Coordinate annotation entries
** start **

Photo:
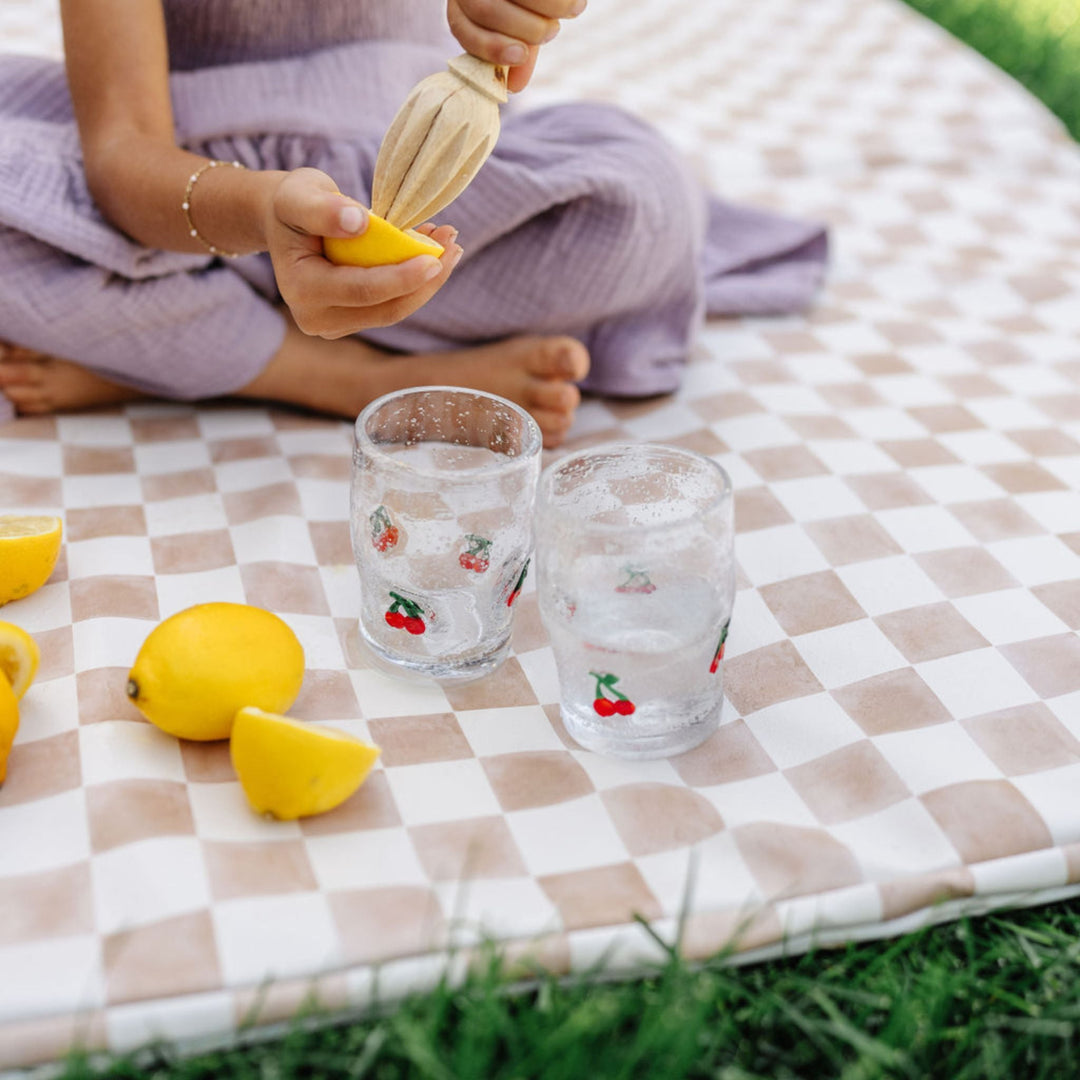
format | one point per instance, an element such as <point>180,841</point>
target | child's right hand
<point>509,31</point>
<point>333,301</point>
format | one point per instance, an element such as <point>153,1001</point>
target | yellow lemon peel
<point>289,769</point>
<point>29,547</point>
<point>379,244</point>
<point>19,657</point>
<point>9,724</point>
<point>199,666</point>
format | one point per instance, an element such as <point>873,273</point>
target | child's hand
<point>509,31</point>
<point>333,301</point>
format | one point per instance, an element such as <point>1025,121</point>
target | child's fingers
<point>518,77</point>
<point>340,300</point>
<point>500,34</point>
<point>308,201</point>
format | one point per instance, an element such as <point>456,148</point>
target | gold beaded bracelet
<point>186,206</point>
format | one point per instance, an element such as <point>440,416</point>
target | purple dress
<point>583,221</point>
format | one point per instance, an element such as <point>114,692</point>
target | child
<point>588,256</point>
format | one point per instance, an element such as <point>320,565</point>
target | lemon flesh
<point>289,770</point>
<point>199,666</point>
<point>9,724</point>
<point>18,657</point>
<point>29,547</point>
<point>379,244</point>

** end **

→ **Set problem**: Reproduce the listing from the line containing "such as <point>873,273</point>" through the end of the listing, replacing "purple dress" with "violet dress" and leaving everything else unchanged.

→ **Reply to the task**:
format | one point per instance, an element such as <point>873,273</point>
target | child's hand
<point>509,31</point>
<point>333,301</point>
format | one point per instance, an element such as <point>1025,121</point>
target | child's fingers
<point>518,77</point>
<point>340,300</point>
<point>500,34</point>
<point>308,201</point>
format | one point per instance, an element such as <point>456,148</point>
target | gold beaded bracelet
<point>186,206</point>
format | one point per instance, an element such as <point>440,416</point>
target | violet dress
<point>583,221</point>
format | one point per instance, an element such as <point>114,692</point>
target | child
<point>588,256</point>
format | one point per instance, an element such as <point>320,565</point>
target | lemon flesh
<point>289,770</point>
<point>199,666</point>
<point>9,724</point>
<point>18,657</point>
<point>29,547</point>
<point>379,244</point>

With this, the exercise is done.